* [EXERCISE DIRECTIONS]: In the listing below, find the line containing "Need: a point on every instance of the grass, laid" and the line containing "Need: a point on every instance of the dirt road, laid". Repeat exactly those two lines and every line between them, nothing more.

* [SUPPLIED DATA]:

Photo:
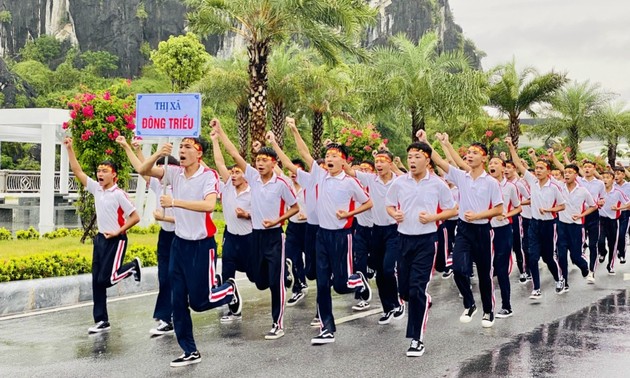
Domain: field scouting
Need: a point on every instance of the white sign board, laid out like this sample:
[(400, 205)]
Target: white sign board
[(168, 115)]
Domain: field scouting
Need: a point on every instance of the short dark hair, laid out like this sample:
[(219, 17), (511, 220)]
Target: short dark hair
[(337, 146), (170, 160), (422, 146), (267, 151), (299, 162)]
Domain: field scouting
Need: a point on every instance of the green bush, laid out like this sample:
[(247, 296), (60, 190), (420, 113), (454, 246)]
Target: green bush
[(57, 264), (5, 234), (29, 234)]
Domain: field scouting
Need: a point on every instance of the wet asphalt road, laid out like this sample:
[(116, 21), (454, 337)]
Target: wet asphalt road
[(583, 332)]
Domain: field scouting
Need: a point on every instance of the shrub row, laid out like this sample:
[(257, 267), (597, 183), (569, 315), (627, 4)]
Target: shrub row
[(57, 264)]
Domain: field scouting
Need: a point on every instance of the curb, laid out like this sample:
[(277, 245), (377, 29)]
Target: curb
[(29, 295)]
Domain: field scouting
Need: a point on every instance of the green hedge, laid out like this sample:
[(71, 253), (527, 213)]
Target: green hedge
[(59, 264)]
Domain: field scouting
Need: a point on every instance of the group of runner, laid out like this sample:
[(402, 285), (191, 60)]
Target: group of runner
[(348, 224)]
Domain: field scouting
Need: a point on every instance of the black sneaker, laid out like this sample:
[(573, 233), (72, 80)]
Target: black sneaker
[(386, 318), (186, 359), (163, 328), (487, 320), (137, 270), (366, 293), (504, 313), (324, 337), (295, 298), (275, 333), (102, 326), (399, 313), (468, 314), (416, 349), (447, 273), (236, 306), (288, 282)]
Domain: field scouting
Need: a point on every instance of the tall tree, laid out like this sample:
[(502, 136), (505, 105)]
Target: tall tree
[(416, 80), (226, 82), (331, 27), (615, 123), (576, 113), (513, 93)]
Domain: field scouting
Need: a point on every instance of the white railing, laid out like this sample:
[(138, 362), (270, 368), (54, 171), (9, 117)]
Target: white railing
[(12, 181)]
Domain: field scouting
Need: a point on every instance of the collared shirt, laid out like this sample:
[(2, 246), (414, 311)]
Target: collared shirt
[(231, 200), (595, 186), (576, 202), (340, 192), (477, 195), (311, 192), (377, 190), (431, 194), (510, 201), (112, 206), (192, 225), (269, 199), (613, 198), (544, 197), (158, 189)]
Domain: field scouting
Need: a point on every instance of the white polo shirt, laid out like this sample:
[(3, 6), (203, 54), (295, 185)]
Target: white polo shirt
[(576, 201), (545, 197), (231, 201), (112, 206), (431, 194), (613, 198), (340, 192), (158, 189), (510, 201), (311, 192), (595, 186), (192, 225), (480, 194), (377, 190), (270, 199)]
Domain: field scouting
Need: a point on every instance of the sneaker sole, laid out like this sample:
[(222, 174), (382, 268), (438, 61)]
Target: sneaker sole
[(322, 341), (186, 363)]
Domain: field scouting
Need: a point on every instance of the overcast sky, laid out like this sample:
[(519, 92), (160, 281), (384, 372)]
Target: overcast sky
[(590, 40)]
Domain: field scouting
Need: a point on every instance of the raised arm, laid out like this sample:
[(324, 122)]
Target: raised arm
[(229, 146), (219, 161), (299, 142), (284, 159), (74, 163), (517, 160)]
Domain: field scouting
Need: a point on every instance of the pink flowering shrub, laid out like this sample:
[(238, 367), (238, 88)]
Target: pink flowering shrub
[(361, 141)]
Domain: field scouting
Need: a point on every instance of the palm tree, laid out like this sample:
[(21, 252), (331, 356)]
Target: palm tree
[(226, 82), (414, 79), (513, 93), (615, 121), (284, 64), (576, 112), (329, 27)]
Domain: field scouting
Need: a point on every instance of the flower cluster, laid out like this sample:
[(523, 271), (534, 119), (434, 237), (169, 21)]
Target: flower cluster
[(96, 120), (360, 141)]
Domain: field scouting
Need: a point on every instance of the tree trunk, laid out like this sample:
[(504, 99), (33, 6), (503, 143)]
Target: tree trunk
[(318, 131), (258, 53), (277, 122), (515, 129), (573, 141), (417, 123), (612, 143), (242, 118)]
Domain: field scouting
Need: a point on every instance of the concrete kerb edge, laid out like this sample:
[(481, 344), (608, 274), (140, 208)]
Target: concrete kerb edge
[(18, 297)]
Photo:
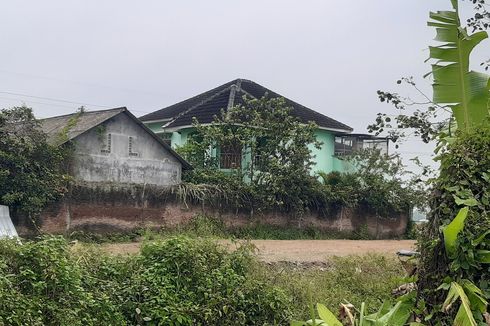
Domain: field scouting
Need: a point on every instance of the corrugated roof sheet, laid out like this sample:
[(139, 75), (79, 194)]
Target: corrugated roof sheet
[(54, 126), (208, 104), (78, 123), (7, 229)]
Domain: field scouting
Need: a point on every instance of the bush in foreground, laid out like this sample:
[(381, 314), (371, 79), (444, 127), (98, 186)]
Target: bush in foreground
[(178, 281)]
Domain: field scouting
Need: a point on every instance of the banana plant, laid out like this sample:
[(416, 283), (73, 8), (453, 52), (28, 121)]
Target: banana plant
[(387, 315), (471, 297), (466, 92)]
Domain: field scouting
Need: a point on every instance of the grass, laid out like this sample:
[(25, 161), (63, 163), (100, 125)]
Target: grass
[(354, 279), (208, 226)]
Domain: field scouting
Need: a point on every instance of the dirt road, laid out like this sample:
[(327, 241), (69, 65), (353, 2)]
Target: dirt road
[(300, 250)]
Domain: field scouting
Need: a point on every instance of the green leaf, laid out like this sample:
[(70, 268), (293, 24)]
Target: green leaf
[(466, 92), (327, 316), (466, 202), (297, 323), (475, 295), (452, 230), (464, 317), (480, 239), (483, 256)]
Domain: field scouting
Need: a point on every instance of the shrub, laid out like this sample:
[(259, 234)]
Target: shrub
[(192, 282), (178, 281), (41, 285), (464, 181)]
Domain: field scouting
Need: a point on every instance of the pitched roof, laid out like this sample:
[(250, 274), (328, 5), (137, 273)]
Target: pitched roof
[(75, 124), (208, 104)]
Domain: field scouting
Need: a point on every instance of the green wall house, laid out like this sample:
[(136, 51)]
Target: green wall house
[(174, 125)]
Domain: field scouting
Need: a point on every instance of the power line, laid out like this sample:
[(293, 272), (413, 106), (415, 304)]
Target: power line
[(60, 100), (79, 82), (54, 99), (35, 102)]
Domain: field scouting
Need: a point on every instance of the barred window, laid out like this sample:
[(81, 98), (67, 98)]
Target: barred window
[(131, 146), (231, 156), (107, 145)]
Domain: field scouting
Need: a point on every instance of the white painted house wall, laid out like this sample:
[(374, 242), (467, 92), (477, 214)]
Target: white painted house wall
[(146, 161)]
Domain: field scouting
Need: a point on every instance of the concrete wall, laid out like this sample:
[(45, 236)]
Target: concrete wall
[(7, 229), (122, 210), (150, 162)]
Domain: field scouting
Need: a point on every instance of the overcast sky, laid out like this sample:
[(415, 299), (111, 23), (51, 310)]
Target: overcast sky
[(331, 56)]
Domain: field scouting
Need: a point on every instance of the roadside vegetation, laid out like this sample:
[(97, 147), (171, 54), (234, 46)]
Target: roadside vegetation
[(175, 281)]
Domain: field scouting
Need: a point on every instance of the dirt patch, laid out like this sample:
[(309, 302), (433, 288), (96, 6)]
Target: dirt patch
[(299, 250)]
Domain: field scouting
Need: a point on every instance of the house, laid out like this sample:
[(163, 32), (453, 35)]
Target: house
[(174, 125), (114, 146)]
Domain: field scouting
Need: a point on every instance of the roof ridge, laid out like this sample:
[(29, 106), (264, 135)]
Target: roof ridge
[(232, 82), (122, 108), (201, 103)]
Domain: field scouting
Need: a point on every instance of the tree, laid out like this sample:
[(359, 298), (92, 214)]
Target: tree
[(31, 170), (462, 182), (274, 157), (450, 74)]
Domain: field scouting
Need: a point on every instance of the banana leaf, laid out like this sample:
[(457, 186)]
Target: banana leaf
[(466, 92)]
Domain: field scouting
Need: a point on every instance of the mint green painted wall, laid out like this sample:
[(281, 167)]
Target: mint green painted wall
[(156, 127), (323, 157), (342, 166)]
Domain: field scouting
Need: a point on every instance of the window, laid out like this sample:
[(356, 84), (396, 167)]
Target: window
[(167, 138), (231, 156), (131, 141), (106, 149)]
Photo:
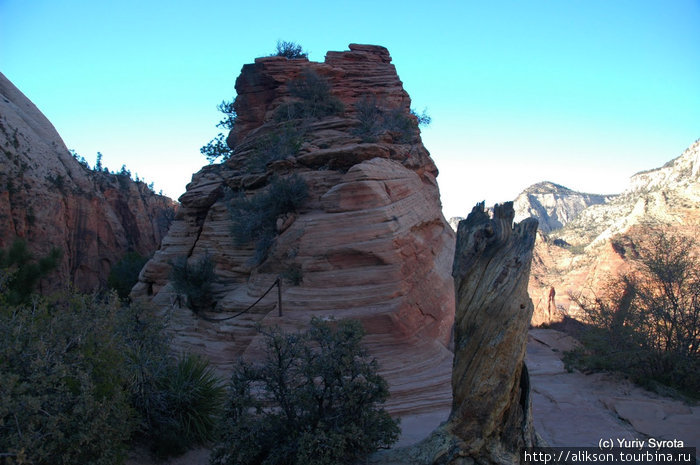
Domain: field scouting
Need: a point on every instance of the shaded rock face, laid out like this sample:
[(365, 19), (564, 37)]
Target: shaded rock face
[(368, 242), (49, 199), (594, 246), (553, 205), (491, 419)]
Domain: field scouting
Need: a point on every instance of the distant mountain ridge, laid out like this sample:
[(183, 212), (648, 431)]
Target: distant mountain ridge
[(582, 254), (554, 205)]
--
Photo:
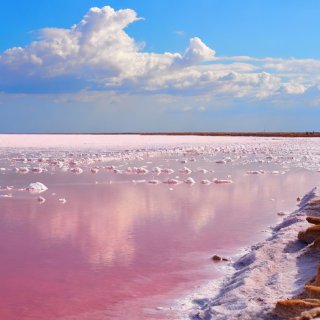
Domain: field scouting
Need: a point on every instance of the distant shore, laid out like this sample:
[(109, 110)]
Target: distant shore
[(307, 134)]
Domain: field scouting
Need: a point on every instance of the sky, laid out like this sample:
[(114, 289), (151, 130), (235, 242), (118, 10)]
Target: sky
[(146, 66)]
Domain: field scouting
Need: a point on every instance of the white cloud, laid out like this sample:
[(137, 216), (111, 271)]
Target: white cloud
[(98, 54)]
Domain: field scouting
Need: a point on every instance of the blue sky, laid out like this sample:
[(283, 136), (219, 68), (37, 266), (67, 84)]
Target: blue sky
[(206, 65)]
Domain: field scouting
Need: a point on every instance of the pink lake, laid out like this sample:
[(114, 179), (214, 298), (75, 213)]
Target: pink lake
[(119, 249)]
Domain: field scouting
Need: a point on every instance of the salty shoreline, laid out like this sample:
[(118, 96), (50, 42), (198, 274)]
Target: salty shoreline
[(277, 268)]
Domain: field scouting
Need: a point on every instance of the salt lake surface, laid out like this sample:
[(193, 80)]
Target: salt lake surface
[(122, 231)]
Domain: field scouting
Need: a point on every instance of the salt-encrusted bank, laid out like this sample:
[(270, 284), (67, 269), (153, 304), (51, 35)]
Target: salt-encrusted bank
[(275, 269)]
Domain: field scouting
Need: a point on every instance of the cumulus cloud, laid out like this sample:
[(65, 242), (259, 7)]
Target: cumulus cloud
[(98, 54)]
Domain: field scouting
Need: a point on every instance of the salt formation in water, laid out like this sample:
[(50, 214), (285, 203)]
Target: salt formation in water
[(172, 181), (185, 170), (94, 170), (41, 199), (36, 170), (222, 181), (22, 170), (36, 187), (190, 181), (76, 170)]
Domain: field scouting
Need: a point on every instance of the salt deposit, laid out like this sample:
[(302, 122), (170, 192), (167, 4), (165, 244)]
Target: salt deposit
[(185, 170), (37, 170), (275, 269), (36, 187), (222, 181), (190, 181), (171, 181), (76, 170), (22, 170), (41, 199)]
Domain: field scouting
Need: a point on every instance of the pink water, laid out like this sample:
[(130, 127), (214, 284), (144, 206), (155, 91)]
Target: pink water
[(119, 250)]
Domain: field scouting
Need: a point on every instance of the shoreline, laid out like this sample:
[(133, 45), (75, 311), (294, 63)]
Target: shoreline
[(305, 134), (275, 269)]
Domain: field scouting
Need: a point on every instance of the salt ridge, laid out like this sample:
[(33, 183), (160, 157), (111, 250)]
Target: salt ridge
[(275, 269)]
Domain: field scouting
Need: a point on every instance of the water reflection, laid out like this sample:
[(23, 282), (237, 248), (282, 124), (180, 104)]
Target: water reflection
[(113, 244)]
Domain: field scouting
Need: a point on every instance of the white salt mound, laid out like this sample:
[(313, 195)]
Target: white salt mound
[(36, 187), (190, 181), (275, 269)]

* [RESPONSE BOX]:
Need: a point on every instance of the grass, laid out like this sample:
[(25, 161), (63, 163), (100, 125)]
Target: grass
[(354, 279), (208, 226)]
Domain: field scouting
Need: a point on every instance of the dirt road, laid out like this sample:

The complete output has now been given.